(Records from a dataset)

= = = = = = =

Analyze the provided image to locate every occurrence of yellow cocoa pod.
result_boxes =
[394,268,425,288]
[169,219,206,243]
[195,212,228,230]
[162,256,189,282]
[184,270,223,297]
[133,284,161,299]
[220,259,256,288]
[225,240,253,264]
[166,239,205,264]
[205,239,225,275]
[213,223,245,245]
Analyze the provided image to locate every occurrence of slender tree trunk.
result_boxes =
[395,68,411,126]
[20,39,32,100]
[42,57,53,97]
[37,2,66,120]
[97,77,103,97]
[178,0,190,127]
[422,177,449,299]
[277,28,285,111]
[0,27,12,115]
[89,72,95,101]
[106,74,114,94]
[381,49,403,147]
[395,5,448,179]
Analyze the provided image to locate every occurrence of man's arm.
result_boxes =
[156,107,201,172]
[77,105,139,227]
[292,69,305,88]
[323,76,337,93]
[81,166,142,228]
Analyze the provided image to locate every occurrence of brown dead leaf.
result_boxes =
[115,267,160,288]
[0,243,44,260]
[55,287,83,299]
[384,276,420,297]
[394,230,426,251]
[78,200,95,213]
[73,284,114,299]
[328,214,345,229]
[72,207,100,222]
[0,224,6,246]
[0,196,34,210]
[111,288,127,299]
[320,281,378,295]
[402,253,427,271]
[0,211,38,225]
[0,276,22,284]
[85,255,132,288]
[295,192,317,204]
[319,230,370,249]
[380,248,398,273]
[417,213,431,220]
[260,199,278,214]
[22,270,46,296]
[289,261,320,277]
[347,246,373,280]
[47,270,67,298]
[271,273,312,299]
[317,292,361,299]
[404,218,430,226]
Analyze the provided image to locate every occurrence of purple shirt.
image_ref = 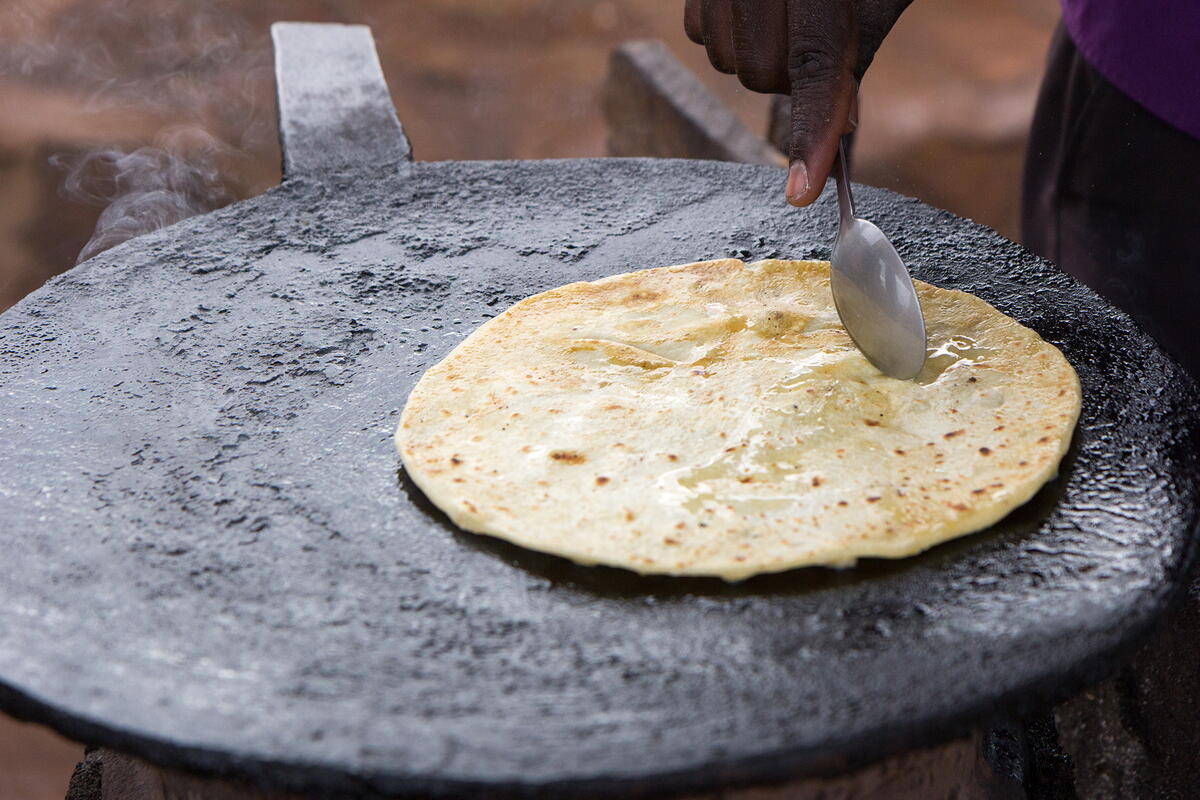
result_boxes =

= = = = = = =

**Your task**
Reproduce all the records with "Analyze" changed to "Examine" everywhere and nothing else altered. Leave the pictures out of your answer.

**Answer to the task**
Examine the provided image to locate every occurrence of yellow cocoa pod.
result_boxes =
[394,268,425,288]
[169,219,206,243]
[195,212,228,230]
[162,256,189,282]
[184,270,223,297]
[133,284,161,299]
[220,259,256,288]
[225,240,253,264]
[166,239,205,264]
[205,239,225,275]
[213,223,245,245]
Examine the provided image to locate every occurrence of slender tree trunk.
result_boxes =
[395,68,411,126]
[20,39,32,100]
[42,57,53,97]
[37,2,66,120]
[97,77,103,97]
[178,0,190,127]
[422,177,449,299]
[277,28,285,111]
[0,27,12,115]
[89,72,95,101]
[106,74,114,94]
[381,49,403,147]
[395,5,448,179]
Examine the provided image to locate every occurrence of man's arm.
result_boxes =
[156,107,201,172]
[77,105,139,227]
[292,69,305,88]
[323,76,337,93]
[81,166,142,228]
Examine the provided image to locate every occurrence of brown dead leaf.
result_boxes =
[115,267,160,288]
[0,243,44,260]
[55,287,83,299]
[384,276,420,297]
[394,230,426,251]
[78,200,95,213]
[73,284,114,299]
[328,214,345,229]
[72,207,100,222]
[0,224,6,246]
[0,196,34,210]
[111,288,127,299]
[320,281,378,295]
[402,253,427,271]
[0,211,38,225]
[0,276,22,284]
[85,255,132,288]
[295,192,317,204]
[319,230,370,249]
[380,248,398,273]
[417,213,431,220]
[260,199,278,214]
[22,270,46,296]
[289,261,320,277]
[347,246,373,280]
[47,270,67,298]
[271,273,312,299]
[317,292,361,299]
[404,218,430,226]
Examine the provided image to locate every occurrence of purple shirt.
image_ref = 
result_boxes =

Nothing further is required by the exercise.